Good Shepherd Lutheran College is a Prep to Year 12 campus that serves the families of the Noosa district. It is located in Noosaville.

History and development
The college is situated on 4.6 hectares (11 acres) which was once the site of the Noosa Drive-In. In addition, the college has a licence to use oval space adjacent to its property. The College commenced its operations in 1985, using a temporary demountable building which was constructed through the generous support of local members of the Lutheran Congregation and the Lutheran Church of Australia.

The Primary School was opened on 28 January 1986 with an enrolment of 66 students. In 1992, the Primary School was handed over by the Parish to the Lutheran Church of Australia, Queensland District which opened Good Shepherd Lutheran College, offering classes from Year 1 to Year 8. In 1996, classes were offered from Prep to Year 12 for the first time.

__Supplied material__.

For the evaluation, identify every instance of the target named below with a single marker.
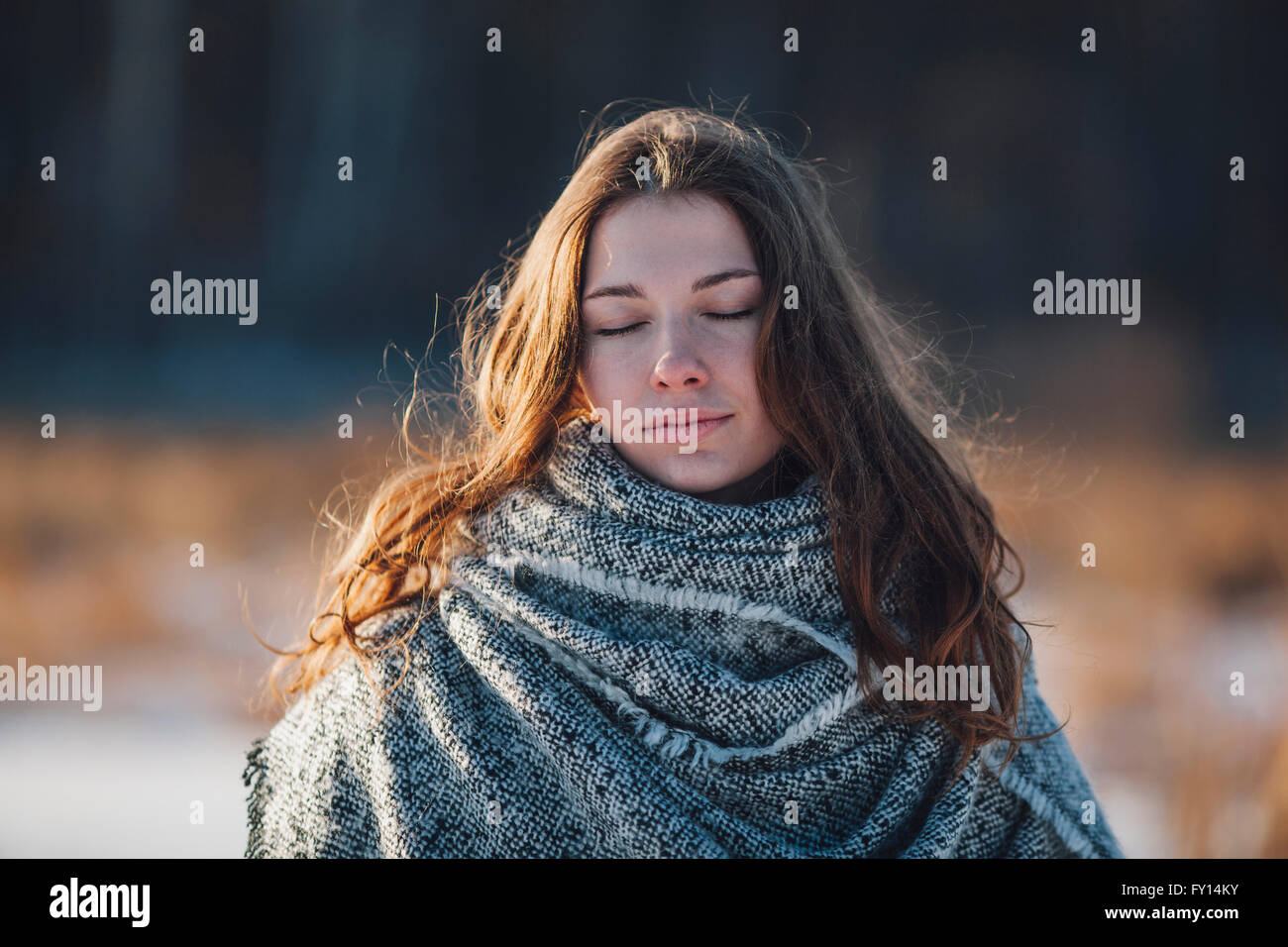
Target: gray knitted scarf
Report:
(631, 672)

__Tasks and exercises__.
[1] Using the college profile, answer the following:
(a) How large is the site the college occupies?
(b) How many students were enrolled when the Primary School opened?
(c) In what year were classes first offered from Prep to Year 12?
[2] Copy the passage of the college profile that begins at the words "History and development" and ends after the words "the first time.".

__Answers to the problems__.
[1]
(a) 4.6 hectares (11 acres)
(b) 66 students
(c) 1996

[2]
History and development
The college is situated on 4.6 hectares (11 acres) which was once the site of the Noosa Drive-In. In addition, the college has a licence to use oval space adjacent to its property. The College commenced its operations in 1985, using a temporary demountable building which was constructed through the generous support of local members of the Lutheran Congregation and the Lutheran Church of Australia.

The Primary School was opened on 28 January 1986 with an enrolment of 66 students. In 1992, the Primary School was handed over by the Parish to the Lutheran Church of Australia, Queensland District which opened Good Shepherd Lutheran College, offering classes from Year 1 to Year 8. In 1996, classes were offered from Prep to Year 12 for the first time.